## START DATA RECORDS

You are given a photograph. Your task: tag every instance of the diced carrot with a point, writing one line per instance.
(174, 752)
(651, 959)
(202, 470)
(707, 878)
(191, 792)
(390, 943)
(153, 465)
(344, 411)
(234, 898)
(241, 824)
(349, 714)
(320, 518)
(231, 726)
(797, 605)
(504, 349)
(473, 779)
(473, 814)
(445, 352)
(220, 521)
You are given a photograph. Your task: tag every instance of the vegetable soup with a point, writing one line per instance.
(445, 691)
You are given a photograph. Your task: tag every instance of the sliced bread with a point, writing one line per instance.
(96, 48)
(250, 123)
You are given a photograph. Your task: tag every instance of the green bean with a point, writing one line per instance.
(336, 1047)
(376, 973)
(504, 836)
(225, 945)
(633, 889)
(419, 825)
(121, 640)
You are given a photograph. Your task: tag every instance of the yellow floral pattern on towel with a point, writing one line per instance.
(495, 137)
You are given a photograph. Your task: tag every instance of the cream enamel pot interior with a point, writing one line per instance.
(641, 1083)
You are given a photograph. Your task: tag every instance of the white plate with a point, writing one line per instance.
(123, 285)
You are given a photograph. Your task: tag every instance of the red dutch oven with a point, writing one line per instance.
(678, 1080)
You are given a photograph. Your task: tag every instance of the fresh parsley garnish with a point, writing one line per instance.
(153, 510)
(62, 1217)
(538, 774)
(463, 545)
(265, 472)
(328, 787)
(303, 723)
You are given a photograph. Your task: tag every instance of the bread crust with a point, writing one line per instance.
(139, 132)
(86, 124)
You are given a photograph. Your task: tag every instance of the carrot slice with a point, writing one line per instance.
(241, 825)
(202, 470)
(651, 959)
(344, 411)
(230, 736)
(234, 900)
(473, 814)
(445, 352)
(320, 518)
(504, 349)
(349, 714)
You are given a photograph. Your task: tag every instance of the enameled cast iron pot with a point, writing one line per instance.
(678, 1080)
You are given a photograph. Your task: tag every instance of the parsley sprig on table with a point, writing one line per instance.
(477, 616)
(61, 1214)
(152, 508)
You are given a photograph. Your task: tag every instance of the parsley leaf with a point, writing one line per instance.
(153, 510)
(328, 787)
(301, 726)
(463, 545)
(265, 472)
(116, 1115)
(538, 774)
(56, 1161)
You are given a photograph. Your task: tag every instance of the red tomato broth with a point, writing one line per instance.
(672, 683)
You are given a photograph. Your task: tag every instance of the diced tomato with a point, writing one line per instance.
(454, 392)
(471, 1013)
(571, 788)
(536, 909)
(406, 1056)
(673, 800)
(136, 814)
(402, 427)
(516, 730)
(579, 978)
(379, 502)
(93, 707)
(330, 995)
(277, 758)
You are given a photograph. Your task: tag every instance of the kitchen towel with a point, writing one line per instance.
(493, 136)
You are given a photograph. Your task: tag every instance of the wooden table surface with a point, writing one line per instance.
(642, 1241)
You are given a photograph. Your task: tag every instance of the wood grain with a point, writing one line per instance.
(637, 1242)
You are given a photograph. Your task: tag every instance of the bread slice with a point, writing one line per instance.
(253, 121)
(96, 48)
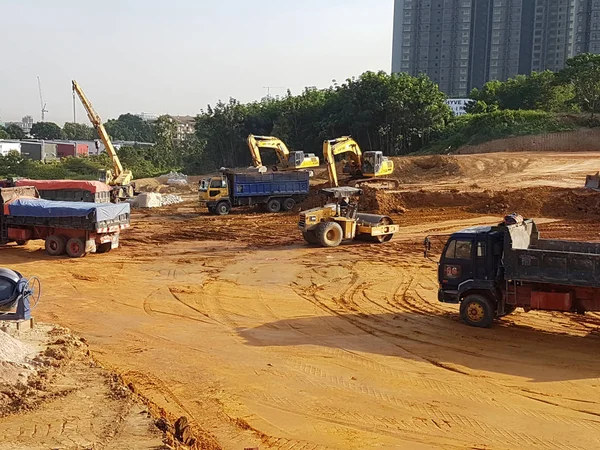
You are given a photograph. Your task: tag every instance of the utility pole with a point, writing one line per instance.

## END DATA RECORDS

### WHAT IS ASKED
Put every row above into a numbered list, skipping blank lines and leaving out the pictures.

### SOLUTION TO THE PROBLEM
1. You are given a photograph. Your task: tag every instance of the diced carrot with a point, writing one line per instance.
2. (174, 752)
3. (651, 959)
4. (202, 470)
5. (707, 878)
6. (191, 792)
7. (390, 943)
8. (153, 465)
9. (344, 411)
10. (234, 898)
11. (241, 824)
12. (349, 714)
13. (320, 518)
14. (231, 726)
15. (797, 605)
16. (504, 349)
17. (473, 779)
18. (473, 814)
19. (445, 352)
20. (220, 521)
21. You are given a photograph. Your task: tag every instance of the vegetable soup with a point, writing one line per instance.
22. (445, 691)
23. You are given a photograph. Your task: tag every instance of the sliced bread with a point, writing one line per instance.
24. (96, 48)
25. (250, 123)
26. You are given a photograph. Your task: tag every instance of the green bean with a point, writing one line per instance.
27. (336, 1047)
28. (376, 973)
29. (504, 836)
30. (225, 945)
31. (633, 889)
32. (419, 825)
33. (121, 640)
34. You are given a photograph. Your task: tag every instance of the yellow floral pattern on towel with a point, writing one line per instance.
35. (495, 137)
36. You are given a photograph. Your task: tag every instance of the cream enamel pot interior with a point, writing one line per instance.
37. (641, 1083)
38. You are given a photograph. Your task: tag every instance of the white plate with a point, writing one line per instance.
39. (123, 285)
40. You are given a photograph. Your task: tag every instance of the red dutch oven with a point, writing one line per instance.
41. (678, 1080)
42. You are given a photograph. Your task: tag every instance of the fresh parsley garnish with a point, writing one line per instance.
43. (153, 510)
44. (62, 1217)
45. (538, 774)
46. (463, 545)
47. (265, 472)
48. (328, 787)
49. (303, 723)
50. You are given a photograph. Your task: tag every instance of the bread crust with a point, writing one line per instance.
51. (139, 132)
52. (86, 124)
53. You are given a photograph. Your task: tag every instance of the carrot slice with a point, writing one line per instance.
54. (241, 825)
55. (202, 470)
56. (651, 959)
57. (344, 411)
58. (230, 736)
59. (234, 900)
60. (473, 814)
61. (445, 352)
62. (320, 518)
63. (504, 349)
64. (349, 714)
65. You are given a photograph. Your task: tag every instance of the enameled cast iron pot with a point, writing one line per instance.
66. (678, 1080)
67. You are given a photograph. Your task: tag every instance of the parsley sprig on table with a point, writing one line per instance.
68. (477, 616)
69. (61, 1214)
70. (152, 508)
71. You are given a photograph. Your task: tag every instance of the parsley leaf with a point, writing one line per instance.
72. (153, 510)
73. (328, 787)
74. (301, 726)
75. (463, 545)
76. (265, 472)
77. (116, 1115)
78. (538, 774)
79. (56, 1161)
80. You are given a photograph. Your task: tag every instance of the red tomato broth with a point, writing one line per instance.
81. (672, 683)
82. You are given a photograph. Your task: tag every instance of the diced tomato with a point, writing one line per instance.
83. (454, 392)
84. (471, 1013)
85. (571, 788)
86. (536, 909)
87. (406, 1056)
88. (673, 800)
89. (136, 814)
90. (402, 427)
91. (516, 730)
92. (579, 978)
93. (379, 502)
94. (93, 707)
95. (330, 995)
96. (277, 758)
97. You are given a photograph. Your task: tag every instance of the kitchen towel with a point, writing one line per instance.
98. (493, 136)
99. You are given a photograph. Your task: tag every instance of the wooden table surface with a point, writing one line per instance.
100. (642, 1241)
101. You are given a photograph. Your task: tag every instance of the wood grain with a point, writing one line per instance.
102. (637, 1242)
103. You are given a photograph. Your task: tag every instance of the bread slice with a point, writing one line per instance.
104. (253, 121)
105. (96, 48)
106. You are given a photograph. Your task: tag every instance of the utility pole with a point, writing one line per instance.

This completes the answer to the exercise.